___ Supplied records ___

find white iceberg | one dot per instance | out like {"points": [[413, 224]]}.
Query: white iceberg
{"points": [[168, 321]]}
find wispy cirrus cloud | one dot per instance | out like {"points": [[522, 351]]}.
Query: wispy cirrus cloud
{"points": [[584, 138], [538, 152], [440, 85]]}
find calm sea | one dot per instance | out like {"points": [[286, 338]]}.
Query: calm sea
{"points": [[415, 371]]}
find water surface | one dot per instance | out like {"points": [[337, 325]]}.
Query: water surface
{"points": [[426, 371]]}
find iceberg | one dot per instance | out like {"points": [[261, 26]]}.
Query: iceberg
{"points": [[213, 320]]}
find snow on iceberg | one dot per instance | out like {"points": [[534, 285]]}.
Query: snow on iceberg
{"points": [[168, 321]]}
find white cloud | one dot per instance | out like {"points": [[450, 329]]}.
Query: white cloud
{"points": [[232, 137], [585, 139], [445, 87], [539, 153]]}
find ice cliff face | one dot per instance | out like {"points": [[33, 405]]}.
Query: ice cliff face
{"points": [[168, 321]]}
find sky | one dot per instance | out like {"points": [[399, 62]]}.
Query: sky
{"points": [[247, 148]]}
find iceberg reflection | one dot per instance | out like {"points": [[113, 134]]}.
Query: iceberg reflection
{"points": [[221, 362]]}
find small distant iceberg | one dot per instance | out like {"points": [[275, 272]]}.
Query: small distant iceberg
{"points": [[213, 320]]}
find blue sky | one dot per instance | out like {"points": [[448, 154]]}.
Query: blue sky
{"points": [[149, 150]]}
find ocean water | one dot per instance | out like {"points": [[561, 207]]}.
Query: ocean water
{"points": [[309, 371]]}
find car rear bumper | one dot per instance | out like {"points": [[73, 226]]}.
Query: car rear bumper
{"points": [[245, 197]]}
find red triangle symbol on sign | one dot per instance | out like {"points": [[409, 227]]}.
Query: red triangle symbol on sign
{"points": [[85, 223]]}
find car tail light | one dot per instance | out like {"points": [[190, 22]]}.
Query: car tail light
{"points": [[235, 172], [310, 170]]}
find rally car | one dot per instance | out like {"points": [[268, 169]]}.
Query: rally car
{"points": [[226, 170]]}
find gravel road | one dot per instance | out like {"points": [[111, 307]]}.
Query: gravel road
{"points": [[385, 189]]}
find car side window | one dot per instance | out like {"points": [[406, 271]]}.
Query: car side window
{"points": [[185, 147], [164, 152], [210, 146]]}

___

#### [Action item]
Lines from the one containing "Query: small distant iceberg" through the last line of the listing are to be restated word for word; no other line may appear.

#### [Solution to this task]
Query: small distant iceberg
{"points": [[213, 320]]}
find blue sky | one dot per instance | out like {"points": [[448, 154]]}.
Query: blue sky
{"points": [[149, 150]]}
find ocean water | one dot per instance | out like {"points": [[561, 207]]}.
Query: ocean water
{"points": [[309, 371]]}
find car rear bumper | one dot per instance | out like {"points": [[73, 226]]}.
Query: car rear bumper
{"points": [[245, 197]]}
find red triangle symbol on sign | one dot per instance | out like {"points": [[409, 227]]}.
Query: red triangle symbol on sign
{"points": [[85, 223]]}
find car tail light | one dot per instance | out like {"points": [[190, 22]]}.
Query: car tail light
{"points": [[235, 172], [310, 170]]}
find rally car | one dot per instance | out like {"points": [[268, 169]]}.
Query: rally car
{"points": [[226, 170]]}
find gravel road | one dot per instance | out like {"points": [[111, 307]]}.
Query: gravel road
{"points": [[385, 189]]}
find car side window | one dot per instance | out like {"points": [[406, 271]]}.
Query: car side window
{"points": [[185, 147], [164, 152], [210, 146]]}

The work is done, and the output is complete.